U.S. District Court of Minnesota Chief Judge Patrick Schiltz had ample opportunity the past two years to witness how a chief judge's tenure can at once be upended and defined by unprecedented local and global events.
Schiltz, who became the District of Minnesota's 11th chief judge this month, watched how his predecessor John Tunheim was forced to steer the court through a global pandemic and widespread civil unrest following the murder of George Floyd.
"It's like each chief judge starts our seven-year term not knowing what's going to shape the term," Schiltz said.
The chief judge leads the administration of the court and is appointed based on seniority and on whether the judge is younger than 65. Terms last for seven years, or when a chief judge retires or takes senior status.
"My hope is to be the Benjamin Harrison of chief judges: one that no one remembers," he said with a laugh, referring to the 23rd U.S. president.
The Duluth native and Harvard Law graduate — appointed to the federal bench by President George W. Bush in 2006 — predicted in an interview that it will be a challenge for the court's seven full-time judges to keep pace with rising caseloads as its senior judges begin to take on fewer assignments in their later years. Schiltz, 62, would like to see Minnesota receive an additional slate of full-time federal judges but Congress has not approved such a measure since 1990.
Schiltz said that while COVID-19's imposition on court functions might be ebbing, broader threats to judicial security remain as concerning now than at any point in his life.
"There is a much more poisonous, angry atmosphere out there we are functioning in," he said.

* **Information**:

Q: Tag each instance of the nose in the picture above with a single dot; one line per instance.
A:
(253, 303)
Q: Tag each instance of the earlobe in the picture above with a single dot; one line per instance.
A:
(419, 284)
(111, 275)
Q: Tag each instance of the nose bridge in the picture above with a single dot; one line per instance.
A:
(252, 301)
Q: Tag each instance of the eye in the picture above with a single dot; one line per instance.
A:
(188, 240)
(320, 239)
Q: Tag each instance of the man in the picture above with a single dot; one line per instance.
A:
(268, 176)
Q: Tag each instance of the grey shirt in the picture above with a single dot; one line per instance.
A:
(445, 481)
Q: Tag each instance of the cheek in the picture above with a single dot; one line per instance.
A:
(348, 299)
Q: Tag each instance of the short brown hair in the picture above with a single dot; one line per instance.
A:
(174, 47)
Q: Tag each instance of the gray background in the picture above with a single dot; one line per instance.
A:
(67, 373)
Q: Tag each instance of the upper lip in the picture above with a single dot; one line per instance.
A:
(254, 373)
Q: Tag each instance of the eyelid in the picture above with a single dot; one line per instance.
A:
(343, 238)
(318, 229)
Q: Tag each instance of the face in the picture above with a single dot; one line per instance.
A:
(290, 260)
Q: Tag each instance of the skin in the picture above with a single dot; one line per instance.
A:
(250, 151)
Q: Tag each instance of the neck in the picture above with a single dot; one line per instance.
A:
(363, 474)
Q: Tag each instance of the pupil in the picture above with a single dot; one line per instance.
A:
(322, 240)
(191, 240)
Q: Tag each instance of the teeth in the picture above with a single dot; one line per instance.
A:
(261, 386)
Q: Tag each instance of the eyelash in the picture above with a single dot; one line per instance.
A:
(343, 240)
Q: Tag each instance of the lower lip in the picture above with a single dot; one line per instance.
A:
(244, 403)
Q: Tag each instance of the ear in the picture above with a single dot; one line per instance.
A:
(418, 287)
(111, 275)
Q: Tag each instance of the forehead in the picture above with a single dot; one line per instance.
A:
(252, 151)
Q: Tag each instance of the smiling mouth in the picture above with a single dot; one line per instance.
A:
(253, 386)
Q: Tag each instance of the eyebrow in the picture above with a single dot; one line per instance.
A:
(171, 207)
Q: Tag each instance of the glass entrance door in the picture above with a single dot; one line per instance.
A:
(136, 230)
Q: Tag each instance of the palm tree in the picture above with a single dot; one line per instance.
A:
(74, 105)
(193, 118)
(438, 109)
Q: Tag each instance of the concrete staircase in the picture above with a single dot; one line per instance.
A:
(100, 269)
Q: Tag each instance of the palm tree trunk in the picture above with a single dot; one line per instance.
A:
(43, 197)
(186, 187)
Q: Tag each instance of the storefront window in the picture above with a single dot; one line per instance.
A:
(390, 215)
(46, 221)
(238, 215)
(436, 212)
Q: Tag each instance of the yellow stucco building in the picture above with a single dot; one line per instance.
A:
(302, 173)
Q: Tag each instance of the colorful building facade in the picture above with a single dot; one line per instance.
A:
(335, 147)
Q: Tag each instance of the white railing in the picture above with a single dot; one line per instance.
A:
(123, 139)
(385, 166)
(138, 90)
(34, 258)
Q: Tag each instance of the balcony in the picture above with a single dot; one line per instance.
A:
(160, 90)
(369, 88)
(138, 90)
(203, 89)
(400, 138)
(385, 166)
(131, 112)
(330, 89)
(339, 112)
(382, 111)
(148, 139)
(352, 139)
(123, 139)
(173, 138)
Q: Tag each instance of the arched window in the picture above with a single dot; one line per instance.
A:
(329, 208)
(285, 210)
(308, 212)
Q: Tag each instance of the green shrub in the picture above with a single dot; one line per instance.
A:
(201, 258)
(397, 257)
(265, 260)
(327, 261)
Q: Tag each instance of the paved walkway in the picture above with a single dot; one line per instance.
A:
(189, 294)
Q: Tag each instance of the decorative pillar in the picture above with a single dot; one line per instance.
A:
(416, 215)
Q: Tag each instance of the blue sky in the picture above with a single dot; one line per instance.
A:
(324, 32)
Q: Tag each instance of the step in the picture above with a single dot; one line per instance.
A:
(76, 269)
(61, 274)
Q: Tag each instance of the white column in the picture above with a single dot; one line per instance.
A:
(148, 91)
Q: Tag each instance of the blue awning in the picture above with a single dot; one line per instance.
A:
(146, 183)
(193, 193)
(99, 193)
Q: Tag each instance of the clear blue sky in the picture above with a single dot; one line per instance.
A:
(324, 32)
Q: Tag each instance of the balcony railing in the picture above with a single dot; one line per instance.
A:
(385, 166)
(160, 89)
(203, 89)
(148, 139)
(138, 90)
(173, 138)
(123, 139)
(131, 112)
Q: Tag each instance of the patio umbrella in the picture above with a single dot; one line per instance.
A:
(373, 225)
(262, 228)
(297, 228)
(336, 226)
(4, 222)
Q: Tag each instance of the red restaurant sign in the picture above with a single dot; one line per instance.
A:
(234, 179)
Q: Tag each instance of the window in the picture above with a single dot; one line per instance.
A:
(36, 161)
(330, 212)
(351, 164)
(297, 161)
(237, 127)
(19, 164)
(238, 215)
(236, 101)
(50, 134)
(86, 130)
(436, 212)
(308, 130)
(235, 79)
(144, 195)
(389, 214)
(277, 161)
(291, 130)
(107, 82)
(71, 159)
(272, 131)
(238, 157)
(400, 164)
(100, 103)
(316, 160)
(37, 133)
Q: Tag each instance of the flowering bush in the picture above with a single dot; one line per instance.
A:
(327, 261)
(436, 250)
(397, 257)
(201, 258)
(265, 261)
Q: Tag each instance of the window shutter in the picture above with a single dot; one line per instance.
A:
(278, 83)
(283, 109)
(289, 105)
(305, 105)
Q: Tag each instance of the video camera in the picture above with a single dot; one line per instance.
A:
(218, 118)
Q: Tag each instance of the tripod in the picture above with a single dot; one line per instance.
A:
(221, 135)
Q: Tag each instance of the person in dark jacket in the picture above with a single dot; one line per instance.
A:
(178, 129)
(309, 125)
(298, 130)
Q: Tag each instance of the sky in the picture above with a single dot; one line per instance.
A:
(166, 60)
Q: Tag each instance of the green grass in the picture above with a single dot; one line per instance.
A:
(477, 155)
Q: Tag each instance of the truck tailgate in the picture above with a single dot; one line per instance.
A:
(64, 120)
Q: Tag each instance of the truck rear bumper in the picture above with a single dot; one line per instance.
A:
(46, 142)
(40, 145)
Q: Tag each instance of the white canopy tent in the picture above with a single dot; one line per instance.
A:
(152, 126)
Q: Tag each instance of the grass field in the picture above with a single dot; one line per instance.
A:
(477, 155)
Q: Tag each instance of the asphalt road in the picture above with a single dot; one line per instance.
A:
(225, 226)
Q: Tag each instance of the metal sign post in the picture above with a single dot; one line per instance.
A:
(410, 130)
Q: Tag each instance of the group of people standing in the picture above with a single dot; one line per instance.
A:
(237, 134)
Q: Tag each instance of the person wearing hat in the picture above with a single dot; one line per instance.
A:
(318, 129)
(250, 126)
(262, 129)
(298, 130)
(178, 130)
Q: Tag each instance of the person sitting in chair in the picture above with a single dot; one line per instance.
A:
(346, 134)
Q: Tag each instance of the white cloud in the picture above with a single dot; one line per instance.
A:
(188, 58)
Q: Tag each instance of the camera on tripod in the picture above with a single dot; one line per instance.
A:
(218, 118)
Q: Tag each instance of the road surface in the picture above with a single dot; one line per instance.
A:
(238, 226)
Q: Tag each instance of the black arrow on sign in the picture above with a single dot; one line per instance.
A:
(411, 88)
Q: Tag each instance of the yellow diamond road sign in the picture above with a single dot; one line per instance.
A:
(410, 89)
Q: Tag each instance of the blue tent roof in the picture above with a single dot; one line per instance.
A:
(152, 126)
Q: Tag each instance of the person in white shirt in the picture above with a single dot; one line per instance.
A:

* **What to do**:
**1.** According to the article on Chief Judge Patrick Schiltz, why does he expect the court's full-time judges to struggle to keep pace with rising caseloads?
**2.** From the article on Chief Judge Patrick Schiltz, copy the text between "U.S. District Court" and "takes senior status.", inclusive.
**3.** According to the article on Chief Judge Patrick Schiltz, since what year has Congress not approved an additional slate of full-time federal judges for Minnesota?

* **Outputs by task**:
**1.** The court's senior judges are beginning to take on fewer assignments in their later years. That leaves more of the growing caseload to the court's seven full-time judges.

**2.**
U.S. District Court of Minnesota Chief Judge Patrick Schiltz had ample opportunity the past two years to witness how a chief judge's tenure can at once be upended and defined by unprecedented local and global events.
Schiltz, who became the District of Minnesota's 11th chief judge this month, watched how his predecessor John Tunheim was forced to steer the court through a global pandemic and widespread civil unrest following the murder of George Floyd.
"It's like each chief judge starts our seven-year term not knowing what's going to shape the term," Schiltz said.
The chief judge leads the administration of the court and is appointed based on seniority and on whether the judge is younger than 65. Terms last for seven years, or when a chief judge retires or takes senior status.

**3.** 1990